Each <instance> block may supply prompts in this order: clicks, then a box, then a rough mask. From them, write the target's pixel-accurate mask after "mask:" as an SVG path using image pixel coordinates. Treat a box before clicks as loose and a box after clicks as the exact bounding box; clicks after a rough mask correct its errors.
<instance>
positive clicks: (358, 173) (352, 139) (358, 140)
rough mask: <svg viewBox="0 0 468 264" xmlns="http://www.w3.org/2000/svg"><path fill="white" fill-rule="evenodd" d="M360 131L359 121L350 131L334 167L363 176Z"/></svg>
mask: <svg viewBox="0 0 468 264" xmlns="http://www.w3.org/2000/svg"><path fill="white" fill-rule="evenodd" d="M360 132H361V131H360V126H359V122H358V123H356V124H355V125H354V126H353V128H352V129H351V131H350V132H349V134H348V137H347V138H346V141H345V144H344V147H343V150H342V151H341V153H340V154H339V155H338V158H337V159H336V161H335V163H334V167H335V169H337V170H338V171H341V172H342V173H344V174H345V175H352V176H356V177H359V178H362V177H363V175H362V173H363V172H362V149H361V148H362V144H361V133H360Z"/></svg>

----------------

Assigned task: Repeat exactly the lines of the material above, taking the first line, the line with "positive clicks: (358, 173)", and every line between them.

Finished task:
Each <instance> block may supply prompts in this order: clicks, then a box, then a rough mask. From them, write the target's pixel-accurate mask after "mask:" as an SVG path using image pixel coordinates. Treat a box before clicks as loose and a box after clicks as the exact bounding box; clicks after a rough mask correct its errors.
<instance>
positive clicks: (358, 173) (352, 139) (358, 140)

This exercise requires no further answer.